Work item -> Return, word for word, the stretch of the passage on Koch's souring view of Baden from "It took exactly" through "the chopping block.".

Passage shown ->

It took exactly one year for Koch’s high opinion of Baden to sour. Too many unforced errors added up, including picked-apart trial testimony in the “Dr. X” case, leading to the acquittal of Mario Jascalevich in a spate of poison-murders at Riverdell Hospital; a Housing Authority patrolman whose January 1979 murder went undetected for 12 hours, his body removed from the scene before a proper death investigation; conflicting conclusions relating to the chokehold death of a Brooklyn businessman at the hands of police; and off-the-cuff comments about the possibly sexual-intercourse-interrupting death of Governor Nelson Rockefeller. Not even a high-profile gig as supervising pathologist for the House Select Committee on Assassinations, which looked anew at the JFK and Martin Luther King Jr. cases, could save Baden from the chopping block.

Data extract ->
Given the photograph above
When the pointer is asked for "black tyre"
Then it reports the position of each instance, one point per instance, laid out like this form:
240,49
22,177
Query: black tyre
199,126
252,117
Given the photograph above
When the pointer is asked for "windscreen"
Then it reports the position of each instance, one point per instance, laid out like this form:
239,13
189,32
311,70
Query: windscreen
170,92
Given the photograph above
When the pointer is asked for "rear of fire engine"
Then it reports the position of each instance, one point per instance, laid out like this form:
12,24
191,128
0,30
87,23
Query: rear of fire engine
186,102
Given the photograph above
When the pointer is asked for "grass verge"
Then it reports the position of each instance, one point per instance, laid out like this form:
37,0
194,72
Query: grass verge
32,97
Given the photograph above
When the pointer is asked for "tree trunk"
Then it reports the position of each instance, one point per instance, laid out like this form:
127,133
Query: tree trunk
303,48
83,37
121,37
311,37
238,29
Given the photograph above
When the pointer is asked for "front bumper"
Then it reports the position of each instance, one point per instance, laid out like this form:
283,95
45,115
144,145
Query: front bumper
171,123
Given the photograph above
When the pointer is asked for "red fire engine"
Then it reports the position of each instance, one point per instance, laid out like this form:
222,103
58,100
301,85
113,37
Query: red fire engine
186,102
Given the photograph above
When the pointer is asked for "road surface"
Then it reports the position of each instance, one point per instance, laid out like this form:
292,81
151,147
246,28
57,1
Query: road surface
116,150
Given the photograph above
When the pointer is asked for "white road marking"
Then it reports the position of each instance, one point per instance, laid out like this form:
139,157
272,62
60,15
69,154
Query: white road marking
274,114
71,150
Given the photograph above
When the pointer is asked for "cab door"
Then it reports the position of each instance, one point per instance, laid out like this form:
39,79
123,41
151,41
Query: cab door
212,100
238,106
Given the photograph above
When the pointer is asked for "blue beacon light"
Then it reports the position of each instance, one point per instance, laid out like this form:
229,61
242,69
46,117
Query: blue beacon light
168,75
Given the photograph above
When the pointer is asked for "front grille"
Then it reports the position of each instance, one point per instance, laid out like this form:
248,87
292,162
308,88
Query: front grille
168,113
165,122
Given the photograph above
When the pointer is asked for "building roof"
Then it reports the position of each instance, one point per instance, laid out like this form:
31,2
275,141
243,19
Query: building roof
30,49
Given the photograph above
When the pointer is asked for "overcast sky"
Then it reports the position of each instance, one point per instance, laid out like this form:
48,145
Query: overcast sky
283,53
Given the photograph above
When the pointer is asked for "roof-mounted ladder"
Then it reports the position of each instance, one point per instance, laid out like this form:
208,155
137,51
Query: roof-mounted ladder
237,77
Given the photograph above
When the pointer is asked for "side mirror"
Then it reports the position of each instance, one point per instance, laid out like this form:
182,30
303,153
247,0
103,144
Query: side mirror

Exercise solution ->
It took exactly one year for Koch’s high opinion of Baden to sour. Too many unforced errors added up, including picked-apart trial testimony in the “Dr. X” case, leading to the acquittal of Mario Jascalevich in a spate of poison-murders at Riverdell Hospital; a Housing Authority patrolman whose January 1979 murder went undetected for 12 hours, his body removed from the scene before a proper death investigation; conflicting conclusions relating to the chokehold death of a Brooklyn businessman at the hands of police; and off-the-cuff comments about the possibly sexual-intercourse-interrupting death of Governor Nelson Rockefeller. Not even a high-profile gig as supervising pathologist for the House Select Committee on Assassinations, which looked anew at the JFK and Martin Luther King Jr. cases, could save Baden from the chopping block.